#### Available records

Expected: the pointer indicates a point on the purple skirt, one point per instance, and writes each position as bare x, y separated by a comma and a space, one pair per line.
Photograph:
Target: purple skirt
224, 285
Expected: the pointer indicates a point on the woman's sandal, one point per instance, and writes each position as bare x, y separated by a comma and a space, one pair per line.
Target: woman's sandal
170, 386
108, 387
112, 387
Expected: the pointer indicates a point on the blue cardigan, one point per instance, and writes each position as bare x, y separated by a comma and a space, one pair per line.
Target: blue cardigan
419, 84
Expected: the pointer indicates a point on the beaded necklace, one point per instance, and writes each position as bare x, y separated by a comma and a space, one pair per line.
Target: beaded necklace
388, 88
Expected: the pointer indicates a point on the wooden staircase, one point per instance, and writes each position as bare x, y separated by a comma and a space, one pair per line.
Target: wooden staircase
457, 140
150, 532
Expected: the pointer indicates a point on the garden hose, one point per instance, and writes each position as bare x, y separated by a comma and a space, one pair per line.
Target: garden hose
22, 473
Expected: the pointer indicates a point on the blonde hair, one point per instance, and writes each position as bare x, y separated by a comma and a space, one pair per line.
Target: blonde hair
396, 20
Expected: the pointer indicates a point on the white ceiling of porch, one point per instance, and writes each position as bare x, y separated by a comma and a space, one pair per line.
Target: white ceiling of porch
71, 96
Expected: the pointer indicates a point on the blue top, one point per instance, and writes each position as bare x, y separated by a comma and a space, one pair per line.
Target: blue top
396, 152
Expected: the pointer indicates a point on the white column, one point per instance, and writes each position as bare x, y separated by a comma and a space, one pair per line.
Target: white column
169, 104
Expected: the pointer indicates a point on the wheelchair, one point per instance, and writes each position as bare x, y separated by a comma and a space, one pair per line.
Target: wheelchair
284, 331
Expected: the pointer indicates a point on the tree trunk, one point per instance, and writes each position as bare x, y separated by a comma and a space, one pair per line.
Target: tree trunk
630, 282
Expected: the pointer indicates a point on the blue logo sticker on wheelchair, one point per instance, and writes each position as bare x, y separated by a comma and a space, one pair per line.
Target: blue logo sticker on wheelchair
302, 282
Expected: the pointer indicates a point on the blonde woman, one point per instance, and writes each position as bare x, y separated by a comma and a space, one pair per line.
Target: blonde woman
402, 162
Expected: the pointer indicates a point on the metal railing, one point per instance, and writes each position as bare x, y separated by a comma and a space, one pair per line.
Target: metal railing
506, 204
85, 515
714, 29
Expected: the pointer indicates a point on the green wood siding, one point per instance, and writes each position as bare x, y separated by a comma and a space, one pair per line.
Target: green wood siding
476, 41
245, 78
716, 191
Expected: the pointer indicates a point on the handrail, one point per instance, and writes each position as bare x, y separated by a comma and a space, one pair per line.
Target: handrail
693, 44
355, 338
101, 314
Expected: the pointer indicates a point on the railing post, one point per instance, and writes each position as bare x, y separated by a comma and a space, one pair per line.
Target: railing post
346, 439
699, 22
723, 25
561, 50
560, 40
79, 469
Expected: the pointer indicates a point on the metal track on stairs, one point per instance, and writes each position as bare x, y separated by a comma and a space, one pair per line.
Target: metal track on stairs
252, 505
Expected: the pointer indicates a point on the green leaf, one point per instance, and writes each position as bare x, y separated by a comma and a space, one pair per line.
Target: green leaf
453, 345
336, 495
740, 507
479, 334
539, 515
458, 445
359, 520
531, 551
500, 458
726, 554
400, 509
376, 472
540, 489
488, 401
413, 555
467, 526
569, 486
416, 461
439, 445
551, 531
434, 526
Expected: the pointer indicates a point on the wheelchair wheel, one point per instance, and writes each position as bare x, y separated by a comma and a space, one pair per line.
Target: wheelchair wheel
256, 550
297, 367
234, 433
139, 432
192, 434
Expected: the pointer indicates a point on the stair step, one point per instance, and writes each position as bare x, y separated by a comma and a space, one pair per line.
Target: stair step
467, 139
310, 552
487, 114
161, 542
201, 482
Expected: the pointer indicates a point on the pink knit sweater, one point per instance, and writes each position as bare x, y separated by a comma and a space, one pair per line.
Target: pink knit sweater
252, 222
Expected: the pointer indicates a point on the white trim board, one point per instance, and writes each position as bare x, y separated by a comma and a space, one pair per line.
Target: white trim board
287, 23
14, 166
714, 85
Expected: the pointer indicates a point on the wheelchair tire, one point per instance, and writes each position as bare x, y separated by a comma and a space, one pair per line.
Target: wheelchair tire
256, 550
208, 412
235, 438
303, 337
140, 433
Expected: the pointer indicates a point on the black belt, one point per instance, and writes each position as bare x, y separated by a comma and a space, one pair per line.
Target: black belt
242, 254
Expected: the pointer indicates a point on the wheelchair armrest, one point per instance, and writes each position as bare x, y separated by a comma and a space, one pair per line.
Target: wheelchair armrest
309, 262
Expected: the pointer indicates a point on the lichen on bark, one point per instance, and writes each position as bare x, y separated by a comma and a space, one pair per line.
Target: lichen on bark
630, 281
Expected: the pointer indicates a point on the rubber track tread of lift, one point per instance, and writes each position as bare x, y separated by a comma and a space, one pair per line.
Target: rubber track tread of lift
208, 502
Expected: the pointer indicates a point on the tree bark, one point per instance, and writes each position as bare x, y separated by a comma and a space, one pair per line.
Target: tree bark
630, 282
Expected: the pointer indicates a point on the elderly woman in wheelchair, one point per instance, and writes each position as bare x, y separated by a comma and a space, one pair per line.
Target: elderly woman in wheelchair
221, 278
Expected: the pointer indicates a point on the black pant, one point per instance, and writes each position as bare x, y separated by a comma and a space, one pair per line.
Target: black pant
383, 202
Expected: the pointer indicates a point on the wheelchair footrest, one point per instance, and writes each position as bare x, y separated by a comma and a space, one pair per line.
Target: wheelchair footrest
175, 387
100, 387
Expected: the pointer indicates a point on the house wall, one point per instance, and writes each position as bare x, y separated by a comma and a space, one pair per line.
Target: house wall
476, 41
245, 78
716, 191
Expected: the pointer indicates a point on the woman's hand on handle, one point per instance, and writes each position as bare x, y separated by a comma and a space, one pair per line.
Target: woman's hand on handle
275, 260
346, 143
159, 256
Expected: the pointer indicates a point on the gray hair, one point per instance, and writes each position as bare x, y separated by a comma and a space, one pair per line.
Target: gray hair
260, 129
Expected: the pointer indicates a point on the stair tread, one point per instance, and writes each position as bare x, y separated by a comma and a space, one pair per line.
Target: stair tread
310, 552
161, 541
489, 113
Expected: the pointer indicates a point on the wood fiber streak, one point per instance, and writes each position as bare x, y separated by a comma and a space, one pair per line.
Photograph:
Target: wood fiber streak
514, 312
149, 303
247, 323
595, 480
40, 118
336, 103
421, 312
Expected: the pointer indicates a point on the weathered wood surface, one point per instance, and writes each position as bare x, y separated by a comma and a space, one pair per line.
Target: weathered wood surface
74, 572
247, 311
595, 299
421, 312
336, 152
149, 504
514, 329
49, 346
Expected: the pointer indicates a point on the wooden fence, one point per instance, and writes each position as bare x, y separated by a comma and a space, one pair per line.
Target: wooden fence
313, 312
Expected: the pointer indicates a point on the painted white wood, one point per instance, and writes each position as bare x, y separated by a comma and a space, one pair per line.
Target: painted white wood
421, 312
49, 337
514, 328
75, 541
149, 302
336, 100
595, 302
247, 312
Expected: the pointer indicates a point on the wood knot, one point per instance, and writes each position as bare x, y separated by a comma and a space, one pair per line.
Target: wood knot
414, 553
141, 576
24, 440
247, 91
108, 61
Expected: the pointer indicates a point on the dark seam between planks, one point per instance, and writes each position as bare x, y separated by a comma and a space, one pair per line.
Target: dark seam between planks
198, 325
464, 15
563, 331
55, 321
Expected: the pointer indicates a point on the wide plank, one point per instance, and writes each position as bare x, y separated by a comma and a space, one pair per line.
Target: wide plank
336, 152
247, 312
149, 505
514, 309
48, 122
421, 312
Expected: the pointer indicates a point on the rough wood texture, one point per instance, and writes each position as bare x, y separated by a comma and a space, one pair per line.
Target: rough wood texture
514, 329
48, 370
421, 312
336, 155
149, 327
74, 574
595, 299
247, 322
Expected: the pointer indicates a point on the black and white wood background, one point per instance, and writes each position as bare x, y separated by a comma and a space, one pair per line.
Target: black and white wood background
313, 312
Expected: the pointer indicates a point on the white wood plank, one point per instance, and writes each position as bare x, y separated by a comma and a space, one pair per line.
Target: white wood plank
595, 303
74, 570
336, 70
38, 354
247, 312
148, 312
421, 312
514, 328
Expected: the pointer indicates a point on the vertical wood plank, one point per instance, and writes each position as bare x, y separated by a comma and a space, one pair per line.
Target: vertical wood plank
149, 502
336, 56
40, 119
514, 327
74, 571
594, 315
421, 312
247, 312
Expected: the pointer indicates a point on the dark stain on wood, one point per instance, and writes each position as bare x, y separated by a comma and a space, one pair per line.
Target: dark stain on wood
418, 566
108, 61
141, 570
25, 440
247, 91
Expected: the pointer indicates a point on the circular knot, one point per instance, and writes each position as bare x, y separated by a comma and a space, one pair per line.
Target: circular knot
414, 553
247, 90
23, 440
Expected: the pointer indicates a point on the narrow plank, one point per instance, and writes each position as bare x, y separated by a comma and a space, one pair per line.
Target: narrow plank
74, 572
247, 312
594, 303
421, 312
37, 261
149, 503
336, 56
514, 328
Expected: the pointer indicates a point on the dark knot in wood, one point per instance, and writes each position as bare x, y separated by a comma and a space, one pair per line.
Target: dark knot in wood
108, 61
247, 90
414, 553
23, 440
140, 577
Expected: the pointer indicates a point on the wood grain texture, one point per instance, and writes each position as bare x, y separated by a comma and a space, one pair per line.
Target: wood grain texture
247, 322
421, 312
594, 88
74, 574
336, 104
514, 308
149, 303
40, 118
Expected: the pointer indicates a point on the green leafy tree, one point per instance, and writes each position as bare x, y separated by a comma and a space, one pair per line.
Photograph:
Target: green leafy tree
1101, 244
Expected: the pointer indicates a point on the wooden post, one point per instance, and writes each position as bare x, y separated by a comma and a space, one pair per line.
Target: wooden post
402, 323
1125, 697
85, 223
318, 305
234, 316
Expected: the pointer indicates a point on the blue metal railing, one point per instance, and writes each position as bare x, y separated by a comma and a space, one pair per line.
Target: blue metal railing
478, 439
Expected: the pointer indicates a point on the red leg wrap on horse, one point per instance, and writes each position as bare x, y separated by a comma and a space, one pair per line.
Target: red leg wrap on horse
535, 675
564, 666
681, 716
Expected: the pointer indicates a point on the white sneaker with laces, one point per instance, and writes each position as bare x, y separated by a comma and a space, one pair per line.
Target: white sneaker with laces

########

_Stated problem_.
List the lines from the one containing "Expected: the pointer indicates a point on the green leafy" through the last line, both included, as a numbered list, leaving out any blank lines.

_Task answer_.
1. Expected: the pointer indicates a point on the green leafy tree, one point per instance, and writes each position as bare x, y separated by a comma and a space, one pair per line.
2. Photograph:
3. Target: green leafy tree
4. 1101, 244
5. Expected: the pointer indicates a point on the wooden post, one point per instance, and writes each position as bare x, y separated by a comma and a space, one pair per line.
6. Target: wooden post
7. 402, 323
8. 1125, 697
9. 85, 223
10. 318, 305
11. 234, 316
12. Expected: the pointer indicates a point on the blue metal railing, one point per instance, and writes each position as bare x, y separated by a comma and a space, one pair per line.
13. Target: blue metal railing
14. 478, 439
15. Expected: the pointer indicates a point on the red leg wrap on horse, one point per instance, and writes each position as bare x, y separated by a comma and a space, one pair per line.
16. Target: red leg wrap on horse
17. 535, 675
18. 564, 666
19. 681, 716
20. Expected: the pointer indicates a point on the white sneaker with laces, one point per instance, and writes each position as bare x, y separated by a comma and a space, one pair per line.
21. Target: white sneaker with laces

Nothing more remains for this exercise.